- [Work item]
Copy every line of the entries that has the string "sleeve" in it.

- [Image-grounded pointing data]
+--

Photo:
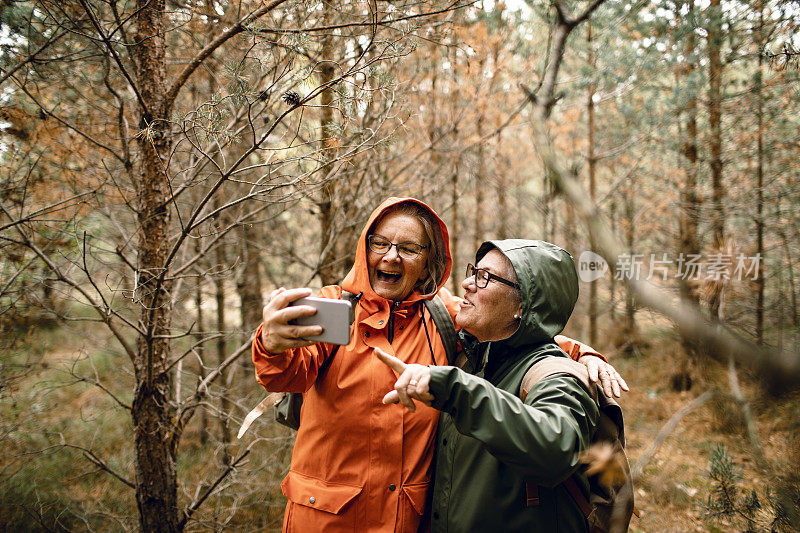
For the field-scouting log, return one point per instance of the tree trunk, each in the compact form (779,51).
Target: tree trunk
(152,412)
(612,289)
(592,181)
(455,229)
(249,288)
(328,272)
(225,433)
(759,37)
(715,141)
(630,309)
(689,203)
(199,336)
(479,193)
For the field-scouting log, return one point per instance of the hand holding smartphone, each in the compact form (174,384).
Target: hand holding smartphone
(332,315)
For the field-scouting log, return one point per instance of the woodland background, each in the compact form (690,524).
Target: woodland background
(164,164)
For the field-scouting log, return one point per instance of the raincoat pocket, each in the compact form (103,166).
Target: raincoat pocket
(319,494)
(417,493)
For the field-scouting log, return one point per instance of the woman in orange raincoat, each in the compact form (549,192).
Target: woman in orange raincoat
(358,465)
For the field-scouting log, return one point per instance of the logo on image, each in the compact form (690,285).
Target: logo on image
(591,266)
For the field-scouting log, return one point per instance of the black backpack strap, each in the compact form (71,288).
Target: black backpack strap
(445,326)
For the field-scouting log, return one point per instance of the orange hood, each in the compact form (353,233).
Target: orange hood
(357,280)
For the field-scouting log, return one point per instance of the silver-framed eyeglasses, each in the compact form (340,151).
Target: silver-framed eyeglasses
(483,277)
(406,250)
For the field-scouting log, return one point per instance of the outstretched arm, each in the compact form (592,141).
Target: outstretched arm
(598,366)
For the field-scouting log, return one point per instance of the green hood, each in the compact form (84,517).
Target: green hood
(549,285)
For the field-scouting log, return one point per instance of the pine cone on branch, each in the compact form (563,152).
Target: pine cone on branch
(292,98)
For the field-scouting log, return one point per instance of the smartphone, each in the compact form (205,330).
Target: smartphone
(332,315)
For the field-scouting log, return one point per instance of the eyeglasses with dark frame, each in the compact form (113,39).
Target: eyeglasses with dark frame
(406,250)
(483,277)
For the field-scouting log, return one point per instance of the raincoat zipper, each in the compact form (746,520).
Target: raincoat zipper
(392,309)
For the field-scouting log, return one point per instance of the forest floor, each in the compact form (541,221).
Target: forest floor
(58,489)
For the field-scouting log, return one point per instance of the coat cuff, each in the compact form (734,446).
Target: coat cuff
(260,353)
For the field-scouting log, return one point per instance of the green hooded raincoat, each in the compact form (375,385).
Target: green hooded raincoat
(489,441)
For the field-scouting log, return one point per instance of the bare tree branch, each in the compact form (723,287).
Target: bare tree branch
(187,513)
(665,431)
(204,54)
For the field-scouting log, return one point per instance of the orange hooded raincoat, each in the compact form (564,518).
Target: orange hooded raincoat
(357,464)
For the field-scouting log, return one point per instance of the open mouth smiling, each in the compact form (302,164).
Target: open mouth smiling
(388,277)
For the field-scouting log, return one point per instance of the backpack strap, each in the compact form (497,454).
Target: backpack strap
(445,326)
(537,372)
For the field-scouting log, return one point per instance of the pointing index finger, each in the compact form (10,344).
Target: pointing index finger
(391,361)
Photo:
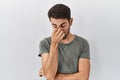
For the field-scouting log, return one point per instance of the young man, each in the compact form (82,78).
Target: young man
(65,56)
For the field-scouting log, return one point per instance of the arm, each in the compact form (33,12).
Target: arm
(50,61)
(83,74)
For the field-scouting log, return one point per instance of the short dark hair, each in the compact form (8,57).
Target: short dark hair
(59,11)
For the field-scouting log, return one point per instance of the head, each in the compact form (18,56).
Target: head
(60,16)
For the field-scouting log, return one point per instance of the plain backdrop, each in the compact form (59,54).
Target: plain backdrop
(23,23)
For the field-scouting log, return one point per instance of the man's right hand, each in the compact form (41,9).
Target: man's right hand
(57,35)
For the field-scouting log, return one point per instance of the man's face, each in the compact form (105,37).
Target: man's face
(64,24)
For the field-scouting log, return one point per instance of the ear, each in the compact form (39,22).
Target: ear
(71,21)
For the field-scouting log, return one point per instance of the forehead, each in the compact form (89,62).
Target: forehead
(58,21)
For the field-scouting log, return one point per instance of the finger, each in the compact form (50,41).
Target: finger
(55,29)
(58,31)
(60,34)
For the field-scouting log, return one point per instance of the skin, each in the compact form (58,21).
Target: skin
(61,34)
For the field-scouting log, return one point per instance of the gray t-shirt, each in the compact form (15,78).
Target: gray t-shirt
(69,54)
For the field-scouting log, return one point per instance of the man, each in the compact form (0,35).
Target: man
(65,56)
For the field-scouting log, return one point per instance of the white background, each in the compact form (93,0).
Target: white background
(23,23)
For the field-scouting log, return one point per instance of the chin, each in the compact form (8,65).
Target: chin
(64,37)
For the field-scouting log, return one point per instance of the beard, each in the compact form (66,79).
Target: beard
(66,34)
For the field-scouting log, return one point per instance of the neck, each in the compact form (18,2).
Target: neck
(68,39)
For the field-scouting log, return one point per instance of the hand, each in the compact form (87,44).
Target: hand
(41,73)
(57,35)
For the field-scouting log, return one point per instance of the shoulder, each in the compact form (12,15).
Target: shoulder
(81,39)
(46,40)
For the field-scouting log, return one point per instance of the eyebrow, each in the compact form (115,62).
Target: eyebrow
(60,24)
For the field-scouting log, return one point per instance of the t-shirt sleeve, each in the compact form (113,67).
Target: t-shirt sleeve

+--

- [Output for this exercise]
For the field-scouting log, return one point per instance of the t-shirt sleeve, each in the compact form (113,67).
Target: t-shirt sleeve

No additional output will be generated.